> [WORK TO BE COMPLETED]: Render the records as a JSON list of strings, one string per line and with blank lines omitted, starting with the line that contains "Exercise. Point out every instance of the missile" and going on through the line that contains "point(557, 593)", both included. Cover only those lines.

[Extracted records]
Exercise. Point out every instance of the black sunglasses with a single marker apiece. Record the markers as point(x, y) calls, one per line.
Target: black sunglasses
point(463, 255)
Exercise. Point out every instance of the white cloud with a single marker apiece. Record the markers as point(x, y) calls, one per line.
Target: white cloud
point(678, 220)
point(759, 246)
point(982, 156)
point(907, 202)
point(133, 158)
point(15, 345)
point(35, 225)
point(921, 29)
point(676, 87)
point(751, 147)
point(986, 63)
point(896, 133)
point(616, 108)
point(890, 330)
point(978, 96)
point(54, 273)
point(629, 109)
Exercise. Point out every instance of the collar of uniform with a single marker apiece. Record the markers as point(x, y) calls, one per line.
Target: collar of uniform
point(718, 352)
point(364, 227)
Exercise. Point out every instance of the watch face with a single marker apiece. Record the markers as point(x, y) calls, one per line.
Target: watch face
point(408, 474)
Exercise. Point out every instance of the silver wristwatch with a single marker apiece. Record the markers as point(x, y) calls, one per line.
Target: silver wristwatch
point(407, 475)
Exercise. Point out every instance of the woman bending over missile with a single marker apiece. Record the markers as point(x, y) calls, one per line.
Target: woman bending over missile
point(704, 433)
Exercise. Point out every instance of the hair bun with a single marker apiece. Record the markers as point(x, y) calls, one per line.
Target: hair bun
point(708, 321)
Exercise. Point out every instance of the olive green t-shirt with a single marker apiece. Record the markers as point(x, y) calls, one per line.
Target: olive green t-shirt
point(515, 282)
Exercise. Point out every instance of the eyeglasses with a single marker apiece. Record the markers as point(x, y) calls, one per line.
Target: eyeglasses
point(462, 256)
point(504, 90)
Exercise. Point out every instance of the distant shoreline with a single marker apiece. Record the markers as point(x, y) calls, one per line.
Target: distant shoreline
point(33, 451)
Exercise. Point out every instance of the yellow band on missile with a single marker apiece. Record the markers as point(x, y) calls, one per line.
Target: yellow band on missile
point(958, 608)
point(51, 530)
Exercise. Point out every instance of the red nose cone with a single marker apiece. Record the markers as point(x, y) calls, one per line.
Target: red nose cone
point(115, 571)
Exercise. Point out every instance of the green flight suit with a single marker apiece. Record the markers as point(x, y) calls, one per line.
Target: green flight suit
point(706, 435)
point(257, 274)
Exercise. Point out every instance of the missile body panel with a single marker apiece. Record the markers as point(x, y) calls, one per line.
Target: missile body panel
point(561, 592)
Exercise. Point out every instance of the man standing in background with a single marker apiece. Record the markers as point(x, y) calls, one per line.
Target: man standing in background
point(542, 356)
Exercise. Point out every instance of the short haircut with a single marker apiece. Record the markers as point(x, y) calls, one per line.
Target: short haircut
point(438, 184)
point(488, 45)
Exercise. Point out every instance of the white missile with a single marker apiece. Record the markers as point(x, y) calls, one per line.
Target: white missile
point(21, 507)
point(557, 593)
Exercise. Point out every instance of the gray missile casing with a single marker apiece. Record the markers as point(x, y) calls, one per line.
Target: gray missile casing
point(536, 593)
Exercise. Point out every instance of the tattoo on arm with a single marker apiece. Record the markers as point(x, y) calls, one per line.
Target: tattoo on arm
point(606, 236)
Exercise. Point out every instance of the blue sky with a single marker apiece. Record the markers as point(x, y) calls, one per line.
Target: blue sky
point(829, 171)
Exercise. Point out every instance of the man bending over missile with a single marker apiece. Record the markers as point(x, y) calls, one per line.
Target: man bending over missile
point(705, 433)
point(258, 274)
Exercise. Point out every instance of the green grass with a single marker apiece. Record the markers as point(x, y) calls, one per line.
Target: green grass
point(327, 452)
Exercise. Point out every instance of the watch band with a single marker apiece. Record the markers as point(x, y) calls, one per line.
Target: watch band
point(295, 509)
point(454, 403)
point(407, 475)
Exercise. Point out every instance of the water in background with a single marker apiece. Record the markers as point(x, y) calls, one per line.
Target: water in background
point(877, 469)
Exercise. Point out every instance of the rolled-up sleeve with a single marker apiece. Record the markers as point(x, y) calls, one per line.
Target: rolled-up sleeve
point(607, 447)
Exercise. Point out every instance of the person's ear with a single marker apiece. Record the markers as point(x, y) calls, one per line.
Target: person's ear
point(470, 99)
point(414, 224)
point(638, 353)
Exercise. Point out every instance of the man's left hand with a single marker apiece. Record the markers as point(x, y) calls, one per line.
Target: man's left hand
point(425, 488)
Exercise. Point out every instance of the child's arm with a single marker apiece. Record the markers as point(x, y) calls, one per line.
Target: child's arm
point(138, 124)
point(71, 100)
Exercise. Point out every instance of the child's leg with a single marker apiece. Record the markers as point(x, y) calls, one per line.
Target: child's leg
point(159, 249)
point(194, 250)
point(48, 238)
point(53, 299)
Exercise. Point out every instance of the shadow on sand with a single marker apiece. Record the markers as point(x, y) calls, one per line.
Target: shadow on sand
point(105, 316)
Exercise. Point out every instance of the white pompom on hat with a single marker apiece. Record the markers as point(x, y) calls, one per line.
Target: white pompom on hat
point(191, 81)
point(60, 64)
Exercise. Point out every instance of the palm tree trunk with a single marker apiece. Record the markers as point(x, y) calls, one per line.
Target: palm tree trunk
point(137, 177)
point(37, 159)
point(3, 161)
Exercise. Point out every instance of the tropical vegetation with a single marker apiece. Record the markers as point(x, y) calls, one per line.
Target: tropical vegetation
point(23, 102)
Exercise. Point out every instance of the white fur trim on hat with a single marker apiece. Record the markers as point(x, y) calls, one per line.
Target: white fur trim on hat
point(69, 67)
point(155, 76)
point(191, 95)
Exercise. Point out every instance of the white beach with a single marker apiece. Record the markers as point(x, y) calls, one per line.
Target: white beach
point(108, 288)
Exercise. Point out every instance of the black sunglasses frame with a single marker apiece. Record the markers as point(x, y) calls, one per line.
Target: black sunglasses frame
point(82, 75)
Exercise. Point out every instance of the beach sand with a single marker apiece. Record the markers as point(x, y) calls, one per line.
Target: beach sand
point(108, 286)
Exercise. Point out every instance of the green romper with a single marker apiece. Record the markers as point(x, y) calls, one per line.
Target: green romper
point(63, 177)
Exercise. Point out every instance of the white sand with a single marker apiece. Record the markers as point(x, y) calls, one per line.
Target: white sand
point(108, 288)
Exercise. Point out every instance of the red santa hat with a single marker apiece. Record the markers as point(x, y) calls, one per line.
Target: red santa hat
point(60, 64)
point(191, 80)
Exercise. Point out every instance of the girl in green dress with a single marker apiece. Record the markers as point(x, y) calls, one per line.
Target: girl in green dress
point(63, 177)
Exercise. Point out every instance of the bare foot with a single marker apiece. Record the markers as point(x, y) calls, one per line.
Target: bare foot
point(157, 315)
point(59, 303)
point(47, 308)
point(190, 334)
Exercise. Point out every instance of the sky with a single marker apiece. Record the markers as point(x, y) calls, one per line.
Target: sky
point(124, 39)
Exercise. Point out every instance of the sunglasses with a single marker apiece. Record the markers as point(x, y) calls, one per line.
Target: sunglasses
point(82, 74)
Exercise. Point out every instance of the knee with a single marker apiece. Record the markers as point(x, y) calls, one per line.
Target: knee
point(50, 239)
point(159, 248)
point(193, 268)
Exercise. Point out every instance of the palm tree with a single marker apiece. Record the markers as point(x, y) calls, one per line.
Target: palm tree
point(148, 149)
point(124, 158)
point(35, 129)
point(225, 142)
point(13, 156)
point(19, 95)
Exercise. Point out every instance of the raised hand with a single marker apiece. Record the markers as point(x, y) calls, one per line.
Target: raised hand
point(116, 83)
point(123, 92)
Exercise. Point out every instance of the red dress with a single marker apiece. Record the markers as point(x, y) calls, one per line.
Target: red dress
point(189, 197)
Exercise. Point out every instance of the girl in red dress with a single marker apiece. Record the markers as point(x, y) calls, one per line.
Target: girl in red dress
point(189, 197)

> [SOLUTION TO THIS EXERCISE]:
[
  "Exercise. Point out every instance of the missile body panel with a single marker apiece. Record the markers as point(x, y) calls, one per line.",
  "Target: missile body panel",
  "point(561, 592)",
  "Exercise. Point out every instance of the man standing in background with a single marker apiece. Record the markers as point(x, y) calls, one per line.",
  "Target: man standing in background",
  "point(542, 356)",
  "Exercise. Point out every instance of the short haircut with a single marker apiece. Record the markers as point(x, y) calls, one per line.",
  "Target: short haircut",
  "point(438, 184)",
  "point(488, 45)",
  "Exercise. Point out every instance of the white missile with a single marker apiece. Record the markers as point(x, y) calls, one per line.",
  "Target: white missile",
  "point(21, 507)",
  "point(557, 593)"
]